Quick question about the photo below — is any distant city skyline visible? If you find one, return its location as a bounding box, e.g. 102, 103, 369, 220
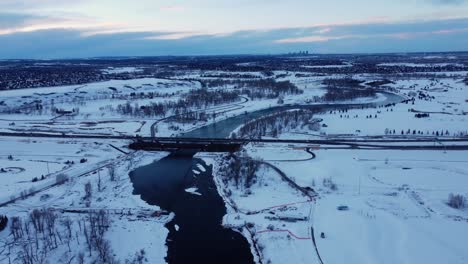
0, 0, 468, 59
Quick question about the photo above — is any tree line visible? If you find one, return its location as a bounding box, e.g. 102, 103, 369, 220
116, 89, 240, 117
200, 78, 304, 100
236, 109, 318, 138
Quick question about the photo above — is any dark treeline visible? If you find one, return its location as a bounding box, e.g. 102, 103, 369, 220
201, 78, 303, 99
116, 89, 240, 117
322, 78, 364, 88
200, 73, 262, 79
236, 109, 319, 138
322, 78, 375, 101
323, 88, 376, 101
0, 65, 107, 90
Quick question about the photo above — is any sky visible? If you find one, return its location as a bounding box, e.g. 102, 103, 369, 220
0, 0, 468, 59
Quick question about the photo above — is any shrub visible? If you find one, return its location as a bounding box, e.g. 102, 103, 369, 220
55, 174, 68, 184
0, 215, 8, 231
447, 193, 466, 209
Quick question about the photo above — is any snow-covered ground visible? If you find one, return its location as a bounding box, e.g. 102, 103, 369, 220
0, 138, 172, 263
236, 145, 468, 263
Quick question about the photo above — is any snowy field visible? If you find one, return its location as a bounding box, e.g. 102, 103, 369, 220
0, 145, 172, 263
234, 145, 468, 263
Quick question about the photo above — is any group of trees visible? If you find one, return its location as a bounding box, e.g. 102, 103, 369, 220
236, 109, 319, 138
116, 89, 240, 117
323, 87, 376, 101
384, 128, 454, 136
0, 64, 107, 90
201, 78, 304, 100
447, 193, 467, 209
10, 209, 119, 264
219, 155, 260, 191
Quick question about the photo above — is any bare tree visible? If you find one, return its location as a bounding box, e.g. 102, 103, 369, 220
447, 193, 466, 209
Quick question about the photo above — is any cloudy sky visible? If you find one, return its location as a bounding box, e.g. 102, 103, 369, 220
0, 0, 468, 59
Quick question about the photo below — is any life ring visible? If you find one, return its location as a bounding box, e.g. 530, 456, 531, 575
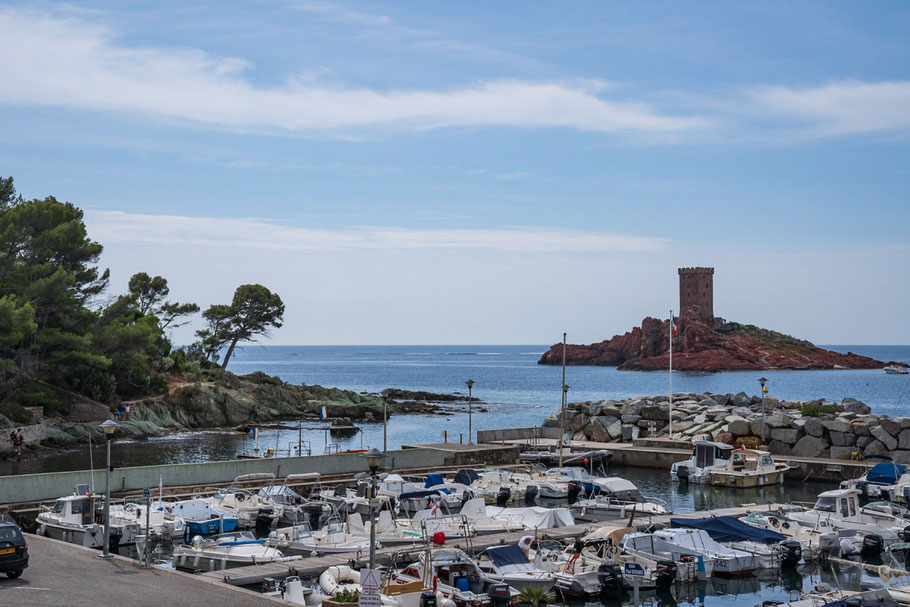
319, 565, 361, 596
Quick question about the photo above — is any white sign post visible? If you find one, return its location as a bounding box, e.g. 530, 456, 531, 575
357, 569, 382, 607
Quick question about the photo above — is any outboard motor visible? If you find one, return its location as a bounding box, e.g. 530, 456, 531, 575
597, 563, 622, 599
901, 525, 910, 542
487, 584, 512, 607
655, 562, 676, 588
676, 466, 689, 483
780, 540, 803, 567
496, 485, 512, 506
256, 508, 275, 535
303, 504, 322, 531
860, 533, 885, 556
567, 481, 583, 504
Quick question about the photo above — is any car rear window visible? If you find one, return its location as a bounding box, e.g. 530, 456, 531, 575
0, 527, 22, 542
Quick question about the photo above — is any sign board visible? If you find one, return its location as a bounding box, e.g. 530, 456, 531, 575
357, 569, 382, 607
622, 563, 645, 577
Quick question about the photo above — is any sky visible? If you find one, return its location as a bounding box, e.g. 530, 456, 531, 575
0, 0, 910, 345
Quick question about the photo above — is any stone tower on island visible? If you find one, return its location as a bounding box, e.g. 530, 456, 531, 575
679, 268, 714, 325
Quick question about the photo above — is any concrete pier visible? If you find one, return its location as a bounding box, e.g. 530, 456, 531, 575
0, 535, 287, 607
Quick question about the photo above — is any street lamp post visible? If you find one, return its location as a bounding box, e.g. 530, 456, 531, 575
98, 419, 120, 559
758, 377, 768, 445
465, 379, 474, 445
360, 447, 385, 569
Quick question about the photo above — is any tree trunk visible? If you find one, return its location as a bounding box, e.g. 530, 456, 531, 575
221, 337, 240, 370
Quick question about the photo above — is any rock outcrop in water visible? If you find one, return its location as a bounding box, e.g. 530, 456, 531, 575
538, 314, 884, 371
543, 392, 910, 463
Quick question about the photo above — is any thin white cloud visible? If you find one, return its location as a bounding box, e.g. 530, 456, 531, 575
0, 9, 706, 135
747, 80, 910, 137
85, 210, 667, 253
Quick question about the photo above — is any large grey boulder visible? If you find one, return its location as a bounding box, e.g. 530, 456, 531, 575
830, 432, 856, 447
619, 403, 641, 415
730, 392, 752, 407
831, 447, 856, 459
790, 436, 828, 457
878, 417, 901, 437
765, 411, 790, 428
771, 428, 800, 445
822, 419, 850, 432
622, 424, 641, 443
869, 426, 897, 455
863, 440, 891, 456
841, 398, 872, 415
724, 415, 752, 436
749, 417, 772, 437
768, 440, 791, 455
590, 417, 610, 443
641, 405, 670, 421
607, 419, 622, 440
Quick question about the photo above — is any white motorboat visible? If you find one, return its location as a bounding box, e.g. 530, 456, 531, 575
111, 502, 186, 538
36, 485, 140, 548
158, 497, 238, 535
207, 472, 278, 529
268, 519, 381, 556
788, 489, 910, 554
397, 548, 518, 607
708, 448, 790, 489
486, 506, 575, 530
670, 440, 733, 483
460, 497, 525, 535
259, 472, 331, 527
174, 531, 300, 572
476, 545, 556, 590
651, 529, 761, 576
742, 510, 844, 560
569, 478, 667, 522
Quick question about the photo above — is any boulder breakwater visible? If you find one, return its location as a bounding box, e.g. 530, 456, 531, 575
543, 392, 910, 463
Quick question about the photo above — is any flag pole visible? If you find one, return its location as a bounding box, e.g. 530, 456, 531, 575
667, 309, 673, 440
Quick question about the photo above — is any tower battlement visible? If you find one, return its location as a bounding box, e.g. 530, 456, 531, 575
677, 267, 714, 323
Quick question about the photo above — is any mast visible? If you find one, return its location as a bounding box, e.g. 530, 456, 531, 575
667, 309, 673, 440
558, 333, 567, 468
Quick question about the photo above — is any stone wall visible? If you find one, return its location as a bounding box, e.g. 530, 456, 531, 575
543, 392, 910, 463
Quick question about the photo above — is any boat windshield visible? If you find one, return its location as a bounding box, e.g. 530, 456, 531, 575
815, 497, 837, 512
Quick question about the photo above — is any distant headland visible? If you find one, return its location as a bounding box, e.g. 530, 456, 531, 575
538, 267, 885, 371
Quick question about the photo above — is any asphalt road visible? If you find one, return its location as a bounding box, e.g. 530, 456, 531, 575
0, 534, 287, 607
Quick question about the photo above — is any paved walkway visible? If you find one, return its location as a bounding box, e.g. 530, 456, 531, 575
0, 535, 286, 607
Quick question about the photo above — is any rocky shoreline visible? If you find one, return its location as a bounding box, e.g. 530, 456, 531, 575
538, 313, 886, 371
543, 392, 910, 463
0, 373, 481, 459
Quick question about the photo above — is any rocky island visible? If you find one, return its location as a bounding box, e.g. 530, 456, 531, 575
538, 268, 885, 371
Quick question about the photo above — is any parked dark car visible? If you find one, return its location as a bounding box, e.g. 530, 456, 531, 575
0, 520, 28, 579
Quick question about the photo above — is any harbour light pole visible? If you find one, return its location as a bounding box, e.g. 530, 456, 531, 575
758, 377, 768, 445
465, 379, 474, 445
360, 447, 385, 569
98, 419, 120, 559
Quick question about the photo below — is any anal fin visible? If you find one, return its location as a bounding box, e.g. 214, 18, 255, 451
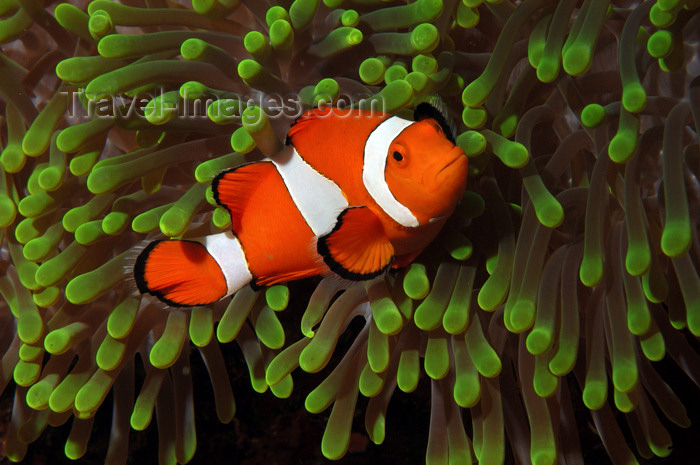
317, 207, 394, 281
134, 240, 228, 306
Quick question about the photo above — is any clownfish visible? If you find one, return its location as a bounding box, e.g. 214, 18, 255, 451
133, 103, 467, 306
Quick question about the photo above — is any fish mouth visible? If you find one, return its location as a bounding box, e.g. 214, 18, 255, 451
435, 147, 467, 181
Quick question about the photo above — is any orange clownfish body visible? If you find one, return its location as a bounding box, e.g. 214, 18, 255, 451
134, 103, 467, 306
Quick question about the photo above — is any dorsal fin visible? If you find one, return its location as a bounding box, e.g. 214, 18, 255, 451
413, 95, 457, 144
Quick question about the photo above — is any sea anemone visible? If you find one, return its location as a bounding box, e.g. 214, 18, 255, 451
0, 0, 700, 465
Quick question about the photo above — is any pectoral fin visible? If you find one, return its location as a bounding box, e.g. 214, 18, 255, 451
318, 207, 394, 281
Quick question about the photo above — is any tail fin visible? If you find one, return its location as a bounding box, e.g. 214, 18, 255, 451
134, 240, 228, 307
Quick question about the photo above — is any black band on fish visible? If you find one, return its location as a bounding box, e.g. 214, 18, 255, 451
413, 102, 455, 144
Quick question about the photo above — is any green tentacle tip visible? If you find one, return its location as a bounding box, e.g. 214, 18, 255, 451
0, 194, 17, 228
88, 10, 115, 40
211, 207, 231, 229
581, 103, 606, 128
579, 254, 603, 287
270, 19, 294, 52
647, 29, 673, 58
231, 128, 255, 153
12, 360, 41, 387
359, 58, 386, 86
661, 220, 692, 257
583, 380, 608, 410
562, 43, 593, 76
243, 31, 270, 60
404, 23, 440, 53
340, 10, 360, 27
384, 63, 408, 84
265, 5, 289, 27
243, 105, 268, 132
313, 78, 340, 107
403, 263, 430, 300
265, 284, 289, 312
497, 141, 530, 168
26, 374, 57, 410
622, 82, 647, 113
608, 129, 637, 163
524, 328, 552, 355
457, 131, 486, 158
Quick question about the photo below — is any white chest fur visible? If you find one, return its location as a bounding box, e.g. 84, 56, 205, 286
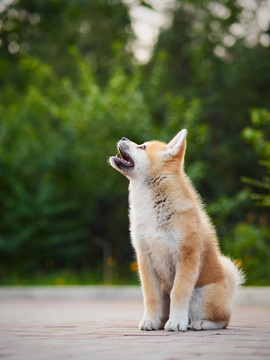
129, 181, 181, 286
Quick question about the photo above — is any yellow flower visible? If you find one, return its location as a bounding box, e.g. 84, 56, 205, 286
130, 261, 138, 272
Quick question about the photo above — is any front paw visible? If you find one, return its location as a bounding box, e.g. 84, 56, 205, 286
164, 318, 188, 331
139, 317, 161, 331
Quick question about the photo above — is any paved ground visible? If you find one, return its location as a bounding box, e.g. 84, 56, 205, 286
0, 290, 270, 360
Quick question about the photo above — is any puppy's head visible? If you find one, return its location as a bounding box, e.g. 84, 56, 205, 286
110, 129, 187, 179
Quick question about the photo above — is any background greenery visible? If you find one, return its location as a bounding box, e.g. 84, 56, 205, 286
0, 0, 270, 285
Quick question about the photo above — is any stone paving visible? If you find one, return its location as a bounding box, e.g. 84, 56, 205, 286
0, 290, 270, 360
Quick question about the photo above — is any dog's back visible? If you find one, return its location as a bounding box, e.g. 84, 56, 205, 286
111, 130, 245, 331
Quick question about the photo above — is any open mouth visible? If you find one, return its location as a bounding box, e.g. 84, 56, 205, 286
110, 146, 134, 168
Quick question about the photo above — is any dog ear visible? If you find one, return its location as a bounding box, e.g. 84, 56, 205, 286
165, 129, 187, 158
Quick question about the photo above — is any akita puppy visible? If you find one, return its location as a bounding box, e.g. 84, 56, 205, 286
110, 129, 244, 331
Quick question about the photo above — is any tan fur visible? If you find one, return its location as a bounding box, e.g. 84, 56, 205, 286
108, 130, 243, 331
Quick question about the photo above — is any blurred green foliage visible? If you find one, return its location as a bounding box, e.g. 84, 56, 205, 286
0, 0, 270, 285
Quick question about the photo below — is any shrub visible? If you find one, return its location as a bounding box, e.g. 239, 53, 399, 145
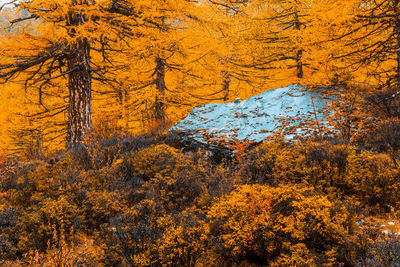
208, 185, 348, 266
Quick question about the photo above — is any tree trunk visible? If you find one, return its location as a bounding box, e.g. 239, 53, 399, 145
68, 38, 93, 148
222, 71, 231, 102
294, 11, 304, 79
154, 58, 167, 124
395, 18, 400, 88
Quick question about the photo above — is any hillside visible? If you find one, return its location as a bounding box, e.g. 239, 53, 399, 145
0, 0, 400, 267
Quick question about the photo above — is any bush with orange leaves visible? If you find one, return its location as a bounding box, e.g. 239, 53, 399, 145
208, 185, 349, 266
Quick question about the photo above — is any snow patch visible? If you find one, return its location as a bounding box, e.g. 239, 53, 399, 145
170, 85, 326, 143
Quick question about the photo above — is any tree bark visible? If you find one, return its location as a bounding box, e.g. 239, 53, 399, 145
222, 71, 231, 102
395, 15, 400, 88
294, 11, 304, 79
68, 38, 93, 148
154, 58, 167, 124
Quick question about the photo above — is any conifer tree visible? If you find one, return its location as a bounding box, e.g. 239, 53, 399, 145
0, 0, 193, 147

- - - -

**Stated goal**:
Transcribe exactly the portion of the material above that runs from the line containing "Quick question about the photo above — is any open" through its last line, omitting all pictures.

**Result**:
Quick question about the photo above — is any open mouth visible? If you find one, return its location as a bounding box, e.g. 84, 56, 205, 286
110, 146, 134, 168
Quick question about the photo above — is any dog ear visible? If you find one, return its location as a bounding box, e.g. 84, 56, 205, 286
165, 129, 187, 158
Quick question about the photo above — is any akita puppy visible? If you find one, return its location as a bounding box, e.g. 84, 56, 205, 286
110, 129, 244, 331
Quick question about the photo above — is any tan fur visible? If you find one, return its location as a bounding box, e.g. 84, 56, 205, 286
108, 130, 243, 331
Quick question about the photo above — is any blurred green foliage visible? If you find one, return its location as a bounding box, e.g. 84, 56, 205, 286
0, 0, 270, 285
Quick question about the photo below — is any shrub visible? If you find one, return its location as a bounding box, e.g. 239, 53, 399, 145
208, 185, 348, 266
Quick question about the photo above — is any tree trunk visible? If you find one, return its location as a bounding box, e.g. 239, 53, 399, 145
68, 38, 93, 148
222, 71, 231, 102
294, 11, 304, 79
154, 58, 167, 124
395, 18, 400, 88
Quick question about the photo above — is any hillside visible? If you find one, return its location as a bounding box, e.g. 239, 53, 399, 145
0, 0, 400, 267
Quick question about the photo above — is any bush with orange leaves visible? If you find one, return its location as a bounding box, e.g. 239, 53, 399, 145
208, 185, 349, 266
Quick question about the photo above — is any snow patch visible? If you find one, return its location as a bounding box, e.g. 239, 53, 399, 145
170, 85, 326, 143
Quick question about the photo above — is any tree bark visible? If you find one, return its location as a bounding box, e.g. 239, 53, 399, 145
222, 71, 231, 102
395, 15, 400, 88
294, 11, 304, 79
68, 38, 93, 148
154, 58, 167, 124
Quick question about the photo above — is any conifer tree visible? If you find one, return its location as a bounding box, e.g. 239, 53, 399, 145
0, 0, 193, 147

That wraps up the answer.